(DOCUMENT EXCERPT):
=== Section Start ===

Oil prices will hit $80 a barrel this year as demand comes roaring back and producers won’t be able to immediately respond with sufficient supply, Socar Trading SA said, joining a chorus of bullish calls on the market.
Hayal Ahmadzada, Socar’s chief trading officer, said the glut of excess oil stocks that built up in 2020 in response to the pandemic will be fully drawn down by the summer.
At the same time, soaring prices for steel used in pipes, wells and fittings as well as the high cost of capital for producers will crimp a meaningful supply response by an already hobbled industry even as demand returns.
“I will not be surprised if we see $80 a barrel in summer or before year-end and above $100 a barrel in the next 18 to 24 months,” Ahmadzada said in an interview from Baku, Azerbaijan.
The global trading arm of the government-controlled State Oil Company of Azerbaijan Republic, Geneva-based Socar Trading is one of the world’s biggest energy trading houses, handling around 1 million barrels a day of crude and petroleum products, giving it keen insight into global energy supply and demand.
Socar joins larger rival Trafigura in calling a bull run for oil and most products. Crude has gained more than 20% this year after Saudi Arabia’s pledge to deepen production curbs turbocharged a rally triggered by Covid-19 vaccine breakthroughs.
Ahmadzada said Socar had already sold all of the oil it stored during the crisis, as much as 15 million barrels.
The Azeri national and veteran trader said soaring steel prices means oil services contractors will struggle to build pipes, wells and other infrastructure needed to bring back production on time and on budget. That will slow the supply response even as demand returns as countries emerge from lockdowns and other restrictions.
“We may see a shake-out in that industry, due to very high steel prices,” he said.
Ahmadzada added he expects the Organization of Petroleum Exporting Countries and its allies, which includes Russia, to taper production cuts and return to pumping crude at full tilt soon. Even so, it won’t be enough, he said.
Even with Saudi Arabia and Texas producing, “the fear is that in 12 months there will be a shortage,” he said. “It will drive the price very high very fast.”
Adding to producer’s woes is the rising cost of borrowing as banks impose higher lending rates on “dirty” oil production.
“It’s coming. Credit costs are much higher and the appetite for risk is much lower. The majors are cutting jobs and reducing capex. All the ingredients are there,” he said.
An industry veteran who worked at the Azeri state producer for more than a decade before joining Socar Trading in 2008 to lead its crude desk, Ahmadzada said the unprecedented oil price collapse in April 2020 and the shuttering this month of more than a third of U.S. production because of freezing weather, has ushered in a new era of market disruption that he expects to continue.
“It used to be that there was a black swan event every five to 10 years. Since early 2020, however, it seems that there was a black swan couple that decided to produce babies,” he said.
“You don’t know when these babies are coming.”

=== Section End ===

(APPLY WHAT YOU READ):
A - List every country named in the oil price article.
B - From the oil price article, reproduce everything from "Hayal Ahmadzada, Socar’s" down to "by the summer.".

(DATASET CONTENT):
=== Section Start ===

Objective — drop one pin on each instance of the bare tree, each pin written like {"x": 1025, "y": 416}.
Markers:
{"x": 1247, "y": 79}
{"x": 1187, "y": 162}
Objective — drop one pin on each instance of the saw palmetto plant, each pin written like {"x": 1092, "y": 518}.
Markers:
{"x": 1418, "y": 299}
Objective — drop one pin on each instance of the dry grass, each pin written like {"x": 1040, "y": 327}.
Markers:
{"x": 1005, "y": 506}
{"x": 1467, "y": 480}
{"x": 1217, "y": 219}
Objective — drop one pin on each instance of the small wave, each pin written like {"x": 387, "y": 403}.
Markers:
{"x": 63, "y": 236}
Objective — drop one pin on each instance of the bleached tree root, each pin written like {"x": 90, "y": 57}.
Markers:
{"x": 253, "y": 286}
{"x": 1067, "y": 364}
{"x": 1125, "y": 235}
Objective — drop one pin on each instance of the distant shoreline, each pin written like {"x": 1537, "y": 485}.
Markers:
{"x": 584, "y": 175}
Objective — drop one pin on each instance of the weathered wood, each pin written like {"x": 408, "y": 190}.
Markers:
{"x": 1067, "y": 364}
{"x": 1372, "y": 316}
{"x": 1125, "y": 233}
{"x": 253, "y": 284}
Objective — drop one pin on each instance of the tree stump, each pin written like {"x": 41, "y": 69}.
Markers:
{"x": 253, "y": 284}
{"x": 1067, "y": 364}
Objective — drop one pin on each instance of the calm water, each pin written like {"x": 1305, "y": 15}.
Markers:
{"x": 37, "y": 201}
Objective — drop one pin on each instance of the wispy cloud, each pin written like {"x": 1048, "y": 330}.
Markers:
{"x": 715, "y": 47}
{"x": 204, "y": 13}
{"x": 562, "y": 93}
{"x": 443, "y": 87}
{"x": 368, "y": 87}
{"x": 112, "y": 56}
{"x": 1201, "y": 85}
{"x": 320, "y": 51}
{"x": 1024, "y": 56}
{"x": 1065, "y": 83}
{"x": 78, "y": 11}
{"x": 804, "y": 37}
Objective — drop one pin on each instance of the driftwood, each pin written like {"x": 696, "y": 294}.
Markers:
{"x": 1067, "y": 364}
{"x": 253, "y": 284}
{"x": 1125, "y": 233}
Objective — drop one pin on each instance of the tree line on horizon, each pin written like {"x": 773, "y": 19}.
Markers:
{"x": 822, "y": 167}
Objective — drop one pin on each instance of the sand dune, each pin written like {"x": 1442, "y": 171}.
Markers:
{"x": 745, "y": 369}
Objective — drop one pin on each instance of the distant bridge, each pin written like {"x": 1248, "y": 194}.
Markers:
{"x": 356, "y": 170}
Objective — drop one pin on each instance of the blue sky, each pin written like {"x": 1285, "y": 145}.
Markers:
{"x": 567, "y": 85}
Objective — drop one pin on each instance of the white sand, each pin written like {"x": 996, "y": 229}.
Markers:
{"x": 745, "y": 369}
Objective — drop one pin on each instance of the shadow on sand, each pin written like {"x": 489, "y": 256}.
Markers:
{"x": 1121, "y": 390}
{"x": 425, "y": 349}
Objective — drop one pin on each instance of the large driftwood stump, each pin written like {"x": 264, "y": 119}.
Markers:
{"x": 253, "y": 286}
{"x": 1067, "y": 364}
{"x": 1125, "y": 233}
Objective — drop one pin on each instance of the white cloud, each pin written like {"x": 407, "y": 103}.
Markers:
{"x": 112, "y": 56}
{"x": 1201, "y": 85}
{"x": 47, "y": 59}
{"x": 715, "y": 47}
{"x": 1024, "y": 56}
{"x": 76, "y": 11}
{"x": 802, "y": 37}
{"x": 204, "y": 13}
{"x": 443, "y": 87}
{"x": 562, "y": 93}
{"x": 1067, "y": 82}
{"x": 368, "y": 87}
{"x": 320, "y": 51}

=== Section End ===

(RESPONSES FOR EACH TASK):
A - Azerbaijan, Saudi Arabia, Russia, U.S.

B -
Hayal Ahmadzada, Socar’s chief trading officer, said the glut of excess oil stocks that built up in 2020 in response to the pandemic will be fully drawn down by the summer.